┌──

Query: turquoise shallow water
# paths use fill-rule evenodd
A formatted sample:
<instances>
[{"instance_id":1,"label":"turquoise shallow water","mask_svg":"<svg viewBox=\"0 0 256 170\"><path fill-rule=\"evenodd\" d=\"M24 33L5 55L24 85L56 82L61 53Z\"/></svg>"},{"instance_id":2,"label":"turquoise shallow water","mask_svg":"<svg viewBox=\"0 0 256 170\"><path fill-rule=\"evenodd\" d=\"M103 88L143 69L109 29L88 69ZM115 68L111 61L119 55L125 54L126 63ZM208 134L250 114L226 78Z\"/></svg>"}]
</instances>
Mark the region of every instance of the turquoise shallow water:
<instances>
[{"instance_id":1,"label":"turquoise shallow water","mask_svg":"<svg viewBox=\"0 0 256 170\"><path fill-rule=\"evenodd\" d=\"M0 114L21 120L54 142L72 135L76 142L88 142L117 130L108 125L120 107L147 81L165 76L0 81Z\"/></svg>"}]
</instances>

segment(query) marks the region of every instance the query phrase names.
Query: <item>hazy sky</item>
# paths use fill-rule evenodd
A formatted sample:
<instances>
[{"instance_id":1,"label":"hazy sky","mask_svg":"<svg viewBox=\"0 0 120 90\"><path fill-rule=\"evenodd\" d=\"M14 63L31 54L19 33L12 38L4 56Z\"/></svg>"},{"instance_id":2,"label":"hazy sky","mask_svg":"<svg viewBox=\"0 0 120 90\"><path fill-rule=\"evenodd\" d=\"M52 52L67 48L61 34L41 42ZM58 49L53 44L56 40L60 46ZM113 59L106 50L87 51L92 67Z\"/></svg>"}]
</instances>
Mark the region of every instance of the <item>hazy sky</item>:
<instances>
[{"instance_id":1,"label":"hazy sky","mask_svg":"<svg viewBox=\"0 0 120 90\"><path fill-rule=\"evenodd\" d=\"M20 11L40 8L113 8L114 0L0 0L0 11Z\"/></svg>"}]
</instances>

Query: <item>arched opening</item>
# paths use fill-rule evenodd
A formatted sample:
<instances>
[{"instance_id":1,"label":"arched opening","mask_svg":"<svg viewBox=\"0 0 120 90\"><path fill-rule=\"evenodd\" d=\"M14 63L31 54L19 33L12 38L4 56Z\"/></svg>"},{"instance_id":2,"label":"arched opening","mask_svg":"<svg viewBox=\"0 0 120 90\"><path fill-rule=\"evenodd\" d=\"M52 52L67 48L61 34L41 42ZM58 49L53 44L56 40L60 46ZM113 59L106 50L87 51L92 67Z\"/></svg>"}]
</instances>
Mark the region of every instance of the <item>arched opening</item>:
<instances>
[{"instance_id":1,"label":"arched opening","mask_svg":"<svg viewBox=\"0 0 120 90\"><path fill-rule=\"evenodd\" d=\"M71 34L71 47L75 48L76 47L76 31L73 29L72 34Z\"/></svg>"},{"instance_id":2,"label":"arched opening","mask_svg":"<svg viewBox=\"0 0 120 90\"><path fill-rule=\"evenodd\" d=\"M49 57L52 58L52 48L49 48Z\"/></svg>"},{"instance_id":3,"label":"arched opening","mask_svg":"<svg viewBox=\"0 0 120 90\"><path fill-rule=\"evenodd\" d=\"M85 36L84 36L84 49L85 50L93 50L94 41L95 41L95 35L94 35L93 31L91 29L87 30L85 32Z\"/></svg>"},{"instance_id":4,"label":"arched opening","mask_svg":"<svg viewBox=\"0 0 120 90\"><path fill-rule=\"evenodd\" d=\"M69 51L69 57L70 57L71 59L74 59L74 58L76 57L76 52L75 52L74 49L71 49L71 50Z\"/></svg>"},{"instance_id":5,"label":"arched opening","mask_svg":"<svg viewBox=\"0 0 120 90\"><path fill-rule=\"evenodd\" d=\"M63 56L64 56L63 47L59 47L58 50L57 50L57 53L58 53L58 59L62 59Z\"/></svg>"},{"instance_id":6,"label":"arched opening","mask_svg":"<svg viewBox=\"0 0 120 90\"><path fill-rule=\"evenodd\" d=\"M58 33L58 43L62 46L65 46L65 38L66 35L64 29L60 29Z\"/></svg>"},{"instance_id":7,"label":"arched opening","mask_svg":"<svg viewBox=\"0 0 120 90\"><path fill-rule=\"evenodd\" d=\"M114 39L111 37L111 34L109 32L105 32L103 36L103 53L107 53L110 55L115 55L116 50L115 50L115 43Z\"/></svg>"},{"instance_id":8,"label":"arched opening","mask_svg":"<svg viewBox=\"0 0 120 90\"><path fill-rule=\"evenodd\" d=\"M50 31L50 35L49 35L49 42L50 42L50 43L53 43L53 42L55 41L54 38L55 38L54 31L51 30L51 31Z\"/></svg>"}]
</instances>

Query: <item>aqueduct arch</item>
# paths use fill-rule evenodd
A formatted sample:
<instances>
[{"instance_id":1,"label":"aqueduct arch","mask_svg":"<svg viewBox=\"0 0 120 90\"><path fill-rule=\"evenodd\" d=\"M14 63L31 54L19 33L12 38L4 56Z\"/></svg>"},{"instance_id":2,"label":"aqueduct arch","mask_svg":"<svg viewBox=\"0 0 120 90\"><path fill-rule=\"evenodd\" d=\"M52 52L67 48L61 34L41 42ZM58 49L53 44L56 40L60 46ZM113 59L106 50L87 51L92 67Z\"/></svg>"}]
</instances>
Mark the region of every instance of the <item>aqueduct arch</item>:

└──

Each entry above is to be quoted exactly.

Query: turquoise shallow water
# paths use fill-rule evenodd
A formatted sample:
<instances>
[{"instance_id":1,"label":"turquoise shallow water","mask_svg":"<svg viewBox=\"0 0 256 170\"><path fill-rule=\"evenodd\" d=\"M24 33L5 55L24 85L56 82L61 53Z\"/></svg>"},{"instance_id":2,"label":"turquoise shallow water","mask_svg":"<svg viewBox=\"0 0 256 170\"><path fill-rule=\"evenodd\" d=\"M103 88L143 69L109 29L88 69ZM115 68L111 61L119 55L125 54L126 63ZM208 134L250 114L226 78Z\"/></svg>"}]
</instances>
Mark the region of every instance of the turquoise shallow water:
<instances>
[{"instance_id":1,"label":"turquoise shallow water","mask_svg":"<svg viewBox=\"0 0 256 170\"><path fill-rule=\"evenodd\" d=\"M0 114L21 120L54 142L72 135L76 142L88 142L117 130L108 125L120 107L147 81L165 76L0 81Z\"/></svg>"}]
</instances>

segment(query) marks the region of every instance the query phrase names.
Query: <item>hazy sky</item>
# paths use fill-rule evenodd
A formatted sample:
<instances>
[{"instance_id":1,"label":"hazy sky","mask_svg":"<svg viewBox=\"0 0 120 90\"><path fill-rule=\"evenodd\" d=\"M14 63L31 54L19 33L12 38L4 56Z\"/></svg>"},{"instance_id":2,"label":"hazy sky","mask_svg":"<svg viewBox=\"0 0 120 90\"><path fill-rule=\"evenodd\" d=\"M52 52L67 48L61 34L41 42ZM58 49L53 44L56 40L60 46ZM113 59L106 50L87 51L92 67Z\"/></svg>"}]
</instances>
Mark the region of every instance of the <item>hazy sky</item>:
<instances>
[{"instance_id":1,"label":"hazy sky","mask_svg":"<svg viewBox=\"0 0 120 90\"><path fill-rule=\"evenodd\" d=\"M20 11L40 8L113 8L114 0L0 0L0 11Z\"/></svg>"}]
</instances>

Query: <item>arched opening</item>
# paths use fill-rule evenodd
A formatted sample:
<instances>
[{"instance_id":1,"label":"arched opening","mask_svg":"<svg viewBox=\"0 0 120 90\"><path fill-rule=\"evenodd\" d=\"M14 63L31 54L19 33L12 38L4 56Z\"/></svg>"},{"instance_id":2,"label":"arched opening","mask_svg":"<svg viewBox=\"0 0 120 90\"><path fill-rule=\"evenodd\" d=\"M52 52L67 48L61 34L41 42ZM58 49L53 44L56 40L60 46ZM113 59L106 50L87 51L92 67Z\"/></svg>"}]
</instances>
Mark the region of every instance of the <item>arched opening</item>:
<instances>
[{"instance_id":1,"label":"arched opening","mask_svg":"<svg viewBox=\"0 0 120 90\"><path fill-rule=\"evenodd\" d=\"M71 34L71 47L75 48L76 47L76 31L73 29L72 34Z\"/></svg>"},{"instance_id":2,"label":"arched opening","mask_svg":"<svg viewBox=\"0 0 120 90\"><path fill-rule=\"evenodd\" d=\"M49 57L52 58L52 48L49 48Z\"/></svg>"},{"instance_id":3,"label":"arched opening","mask_svg":"<svg viewBox=\"0 0 120 90\"><path fill-rule=\"evenodd\" d=\"M85 36L84 36L84 49L85 50L93 50L94 41L95 41L95 35L94 35L93 31L91 29L87 30L85 32Z\"/></svg>"},{"instance_id":4,"label":"arched opening","mask_svg":"<svg viewBox=\"0 0 120 90\"><path fill-rule=\"evenodd\" d=\"M69 51L69 57L70 57L71 59L74 59L74 58L76 57L76 52L75 52L74 49L71 49L71 50Z\"/></svg>"},{"instance_id":5,"label":"arched opening","mask_svg":"<svg viewBox=\"0 0 120 90\"><path fill-rule=\"evenodd\" d=\"M63 56L64 56L63 47L59 47L58 50L57 50L57 53L58 53L58 59L62 59Z\"/></svg>"},{"instance_id":6,"label":"arched opening","mask_svg":"<svg viewBox=\"0 0 120 90\"><path fill-rule=\"evenodd\" d=\"M58 33L58 43L62 46L65 46L65 38L66 35L64 29L60 29Z\"/></svg>"},{"instance_id":7,"label":"arched opening","mask_svg":"<svg viewBox=\"0 0 120 90\"><path fill-rule=\"evenodd\" d=\"M114 39L111 37L111 34L109 32L105 32L103 36L103 53L107 53L110 55L115 55L116 50L115 50L115 43Z\"/></svg>"},{"instance_id":8,"label":"arched opening","mask_svg":"<svg viewBox=\"0 0 120 90\"><path fill-rule=\"evenodd\" d=\"M50 31L50 35L49 35L49 42L50 42L50 43L53 43L53 42L55 41L54 38L55 38L54 31L51 30L51 31Z\"/></svg>"}]
</instances>

Query: <item>aqueduct arch</item>
# paths use fill-rule evenodd
A formatted sample:
<instances>
[{"instance_id":1,"label":"aqueduct arch","mask_svg":"<svg viewBox=\"0 0 120 90\"><path fill-rule=\"evenodd\" d=\"M14 63L31 54L19 33L12 38L4 56Z\"/></svg>"},{"instance_id":2,"label":"aqueduct arch","mask_svg":"<svg viewBox=\"0 0 120 90\"><path fill-rule=\"evenodd\" d=\"M52 52L67 48L61 34L41 42ZM58 49L53 44L56 40L60 46ZM113 59L106 50L87 51L92 67Z\"/></svg>"}]
</instances>
Mark the region of every instance of the <item>aqueduct arch</item>:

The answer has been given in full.